++++ Data provided ++++

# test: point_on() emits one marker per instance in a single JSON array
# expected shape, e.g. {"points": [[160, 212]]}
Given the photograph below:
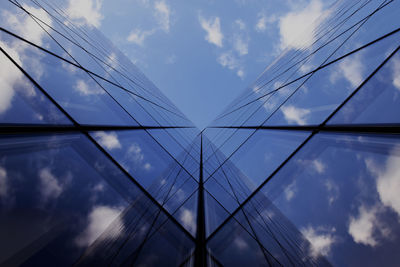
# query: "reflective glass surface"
{"points": [[99, 168]]}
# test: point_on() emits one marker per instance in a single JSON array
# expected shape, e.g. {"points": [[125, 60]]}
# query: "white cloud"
{"points": [[263, 21], [85, 89], [351, 69], [396, 71], [296, 115], [240, 24], [98, 220], [188, 220], [228, 60], [23, 25], [387, 180], [321, 240], [361, 228], [240, 73], [290, 191], [135, 151], [3, 183], [261, 25], [138, 36], [240, 243], [213, 29], [333, 191], [108, 140], [319, 166], [297, 28], [49, 185], [85, 12], [241, 45], [10, 76], [163, 15]]}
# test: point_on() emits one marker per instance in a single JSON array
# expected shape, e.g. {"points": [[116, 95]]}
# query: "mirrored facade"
{"points": [[99, 168]]}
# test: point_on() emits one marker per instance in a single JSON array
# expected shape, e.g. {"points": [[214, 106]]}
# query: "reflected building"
{"points": [[98, 167]]}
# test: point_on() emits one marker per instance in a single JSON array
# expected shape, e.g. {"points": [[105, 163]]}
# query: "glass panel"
{"points": [[262, 154], [187, 214], [378, 101], [233, 246], [342, 189], [59, 194], [215, 213], [20, 100], [330, 86], [138, 153], [70, 86]]}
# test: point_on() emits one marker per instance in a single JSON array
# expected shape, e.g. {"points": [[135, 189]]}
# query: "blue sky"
{"points": [[201, 54]]}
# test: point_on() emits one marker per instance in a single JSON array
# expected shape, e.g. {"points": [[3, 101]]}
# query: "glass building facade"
{"points": [[99, 168]]}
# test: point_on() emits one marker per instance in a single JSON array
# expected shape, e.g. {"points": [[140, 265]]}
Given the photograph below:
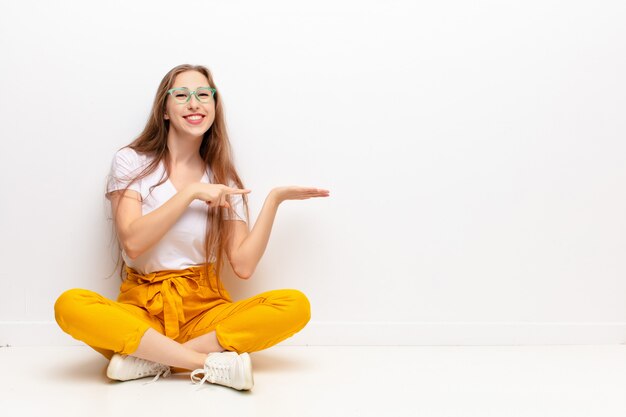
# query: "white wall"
{"points": [[474, 152]]}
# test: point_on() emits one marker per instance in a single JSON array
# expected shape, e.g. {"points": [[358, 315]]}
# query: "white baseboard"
{"points": [[47, 333]]}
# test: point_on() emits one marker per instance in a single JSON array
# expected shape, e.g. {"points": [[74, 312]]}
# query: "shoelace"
{"points": [[213, 372], [162, 370]]}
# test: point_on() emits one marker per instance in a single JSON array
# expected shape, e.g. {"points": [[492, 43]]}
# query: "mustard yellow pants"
{"points": [[182, 305]]}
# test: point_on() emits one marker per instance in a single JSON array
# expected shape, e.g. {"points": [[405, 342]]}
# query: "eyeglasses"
{"points": [[182, 95]]}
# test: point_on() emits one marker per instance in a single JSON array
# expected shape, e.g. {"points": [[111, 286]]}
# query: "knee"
{"points": [[300, 307], [67, 305]]}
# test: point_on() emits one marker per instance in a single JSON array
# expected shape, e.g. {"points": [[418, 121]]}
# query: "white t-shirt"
{"points": [[183, 245]]}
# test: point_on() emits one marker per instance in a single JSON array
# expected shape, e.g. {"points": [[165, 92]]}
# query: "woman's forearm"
{"points": [[147, 230], [253, 246]]}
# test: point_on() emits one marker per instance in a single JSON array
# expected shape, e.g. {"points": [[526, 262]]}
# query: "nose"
{"points": [[193, 102]]}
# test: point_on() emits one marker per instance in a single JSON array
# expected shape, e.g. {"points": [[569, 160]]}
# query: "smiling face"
{"points": [[193, 118]]}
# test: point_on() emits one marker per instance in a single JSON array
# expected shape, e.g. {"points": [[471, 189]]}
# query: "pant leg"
{"points": [[105, 325], [255, 323]]}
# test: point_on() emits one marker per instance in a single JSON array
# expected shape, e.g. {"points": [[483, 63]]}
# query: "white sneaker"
{"points": [[125, 368], [226, 368]]}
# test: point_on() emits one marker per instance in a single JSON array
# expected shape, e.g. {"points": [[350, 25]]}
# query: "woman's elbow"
{"points": [[242, 271], [130, 250]]}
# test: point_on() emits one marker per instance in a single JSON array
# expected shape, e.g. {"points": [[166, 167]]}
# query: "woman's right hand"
{"points": [[214, 194]]}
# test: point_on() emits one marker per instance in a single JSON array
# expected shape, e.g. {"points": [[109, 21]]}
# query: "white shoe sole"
{"points": [[113, 370]]}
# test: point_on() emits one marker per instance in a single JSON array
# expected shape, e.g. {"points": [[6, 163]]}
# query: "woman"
{"points": [[178, 205]]}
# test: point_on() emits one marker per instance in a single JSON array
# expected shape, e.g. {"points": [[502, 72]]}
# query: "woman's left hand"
{"points": [[295, 192]]}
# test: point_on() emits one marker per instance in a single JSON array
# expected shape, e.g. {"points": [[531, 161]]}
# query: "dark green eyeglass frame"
{"points": [[192, 93]]}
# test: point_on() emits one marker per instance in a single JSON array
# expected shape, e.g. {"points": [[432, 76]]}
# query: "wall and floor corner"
{"points": [[474, 153]]}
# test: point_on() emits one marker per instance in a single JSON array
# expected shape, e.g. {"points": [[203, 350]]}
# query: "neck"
{"points": [[183, 149]]}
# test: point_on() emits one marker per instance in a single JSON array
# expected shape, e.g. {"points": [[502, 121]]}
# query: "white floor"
{"points": [[290, 381]]}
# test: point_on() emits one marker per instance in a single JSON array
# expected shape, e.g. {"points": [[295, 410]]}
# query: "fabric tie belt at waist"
{"points": [[163, 292]]}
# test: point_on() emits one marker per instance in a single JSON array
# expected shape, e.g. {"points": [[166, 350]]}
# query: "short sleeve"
{"points": [[236, 201], [124, 168]]}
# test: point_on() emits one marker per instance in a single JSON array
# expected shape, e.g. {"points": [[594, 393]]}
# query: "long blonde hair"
{"points": [[215, 150]]}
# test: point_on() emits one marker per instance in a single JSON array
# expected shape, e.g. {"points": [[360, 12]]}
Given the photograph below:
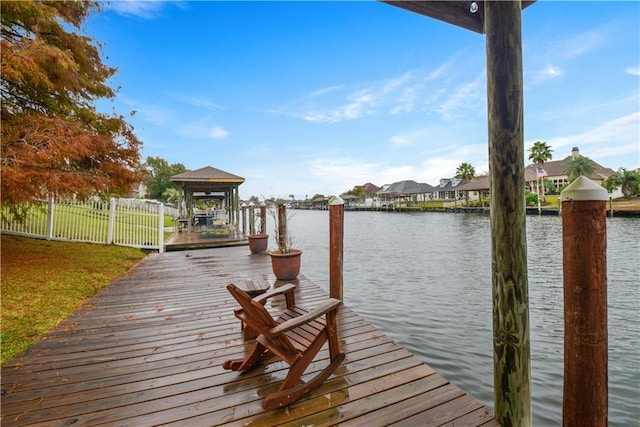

++++

From the listing above, select each line containing the word "floor".

# query: "wall and floor corner"
# query: "white floor"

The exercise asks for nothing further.